[Do this]
Switch every occurrence of "mapping pass" in the rows below to "survey pass", and reproduce the rows with all other text unchanged.

Pointing dataset rows
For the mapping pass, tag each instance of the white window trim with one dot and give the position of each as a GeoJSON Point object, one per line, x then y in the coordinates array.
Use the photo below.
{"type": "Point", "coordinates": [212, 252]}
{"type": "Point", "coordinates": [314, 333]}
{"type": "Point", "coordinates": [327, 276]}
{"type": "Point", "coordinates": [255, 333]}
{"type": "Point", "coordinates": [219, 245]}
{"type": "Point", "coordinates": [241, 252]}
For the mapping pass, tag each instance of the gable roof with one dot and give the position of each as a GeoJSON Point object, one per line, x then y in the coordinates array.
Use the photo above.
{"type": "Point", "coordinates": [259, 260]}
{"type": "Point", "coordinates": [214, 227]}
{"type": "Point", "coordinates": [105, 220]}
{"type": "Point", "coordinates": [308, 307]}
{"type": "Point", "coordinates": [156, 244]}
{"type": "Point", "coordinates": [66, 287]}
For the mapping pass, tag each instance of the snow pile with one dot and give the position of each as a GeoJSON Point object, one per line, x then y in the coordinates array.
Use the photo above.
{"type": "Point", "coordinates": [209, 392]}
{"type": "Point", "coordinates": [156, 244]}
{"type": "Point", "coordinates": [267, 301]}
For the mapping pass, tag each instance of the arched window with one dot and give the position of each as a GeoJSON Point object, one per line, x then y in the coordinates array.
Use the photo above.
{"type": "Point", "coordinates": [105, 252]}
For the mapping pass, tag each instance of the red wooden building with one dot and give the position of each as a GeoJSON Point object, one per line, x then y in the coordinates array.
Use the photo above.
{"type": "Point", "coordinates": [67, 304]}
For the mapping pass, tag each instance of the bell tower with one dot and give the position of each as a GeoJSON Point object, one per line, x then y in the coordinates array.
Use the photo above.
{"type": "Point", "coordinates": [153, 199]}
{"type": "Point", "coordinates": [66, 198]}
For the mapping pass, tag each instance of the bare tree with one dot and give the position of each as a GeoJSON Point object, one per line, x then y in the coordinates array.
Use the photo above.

[Completed exercise]
For the survey pass, tag each instance of the white window trim with one dot and give the position of each as a GeoJSON Point object, one per line, x then y in the coordinates array.
Use the photo below.
{"type": "Point", "coordinates": [212, 252]}
{"type": "Point", "coordinates": [314, 333]}
{"type": "Point", "coordinates": [327, 276]}
{"type": "Point", "coordinates": [255, 333]}
{"type": "Point", "coordinates": [219, 245]}
{"type": "Point", "coordinates": [241, 252]}
For the survey pass, tag each instance of the gable roof with one dot and give the position of each as a GeoJSON Point object, one per line, x then y in the coordinates array.
Use the photo above.
{"type": "Point", "coordinates": [259, 260]}
{"type": "Point", "coordinates": [214, 227]}
{"type": "Point", "coordinates": [105, 220]}
{"type": "Point", "coordinates": [308, 307]}
{"type": "Point", "coordinates": [156, 244]}
{"type": "Point", "coordinates": [66, 287]}
For the survey pass, tag each instance of the snow pile with one dot and give the position of each as a GeoJSON Point object, one per line, x then y in the coordinates array.
Use the photo above.
{"type": "Point", "coordinates": [209, 392]}
{"type": "Point", "coordinates": [156, 244]}
{"type": "Point", "coordinates": [267, 301]}
For the survey pass, tag each instance of the arched window with one dot and give the position of each as a GeoJSON Point object, one per line, x then y in the coordinates array.
Use the photo above.
{"type": "Point", "coordinates": [105, 252]}
For the survey pass, tag each instance of the red wooden building with one dot and give the position of each as a GeoJSON Point object, one per line, x then y in the coordinates array.
Use the photo above.
{"type": "Point", "coordinates": [67, 304]}
For the survey pass, tag each instance of the bell tower with one dot and give the position of each as a GeoJSON Point object, one per line, x then y in the coordinates array.
Use the photo above.
{"type": "Point", "coordinates": [153, 199]}
{"type": "Point", "coordinates": [66, 198]}
For the survey pass, tag each instance of the bare tree with one dot and give the position of each as a GeoJSON Point object, one per line, x then y in the coordinates array.
Use the photo above.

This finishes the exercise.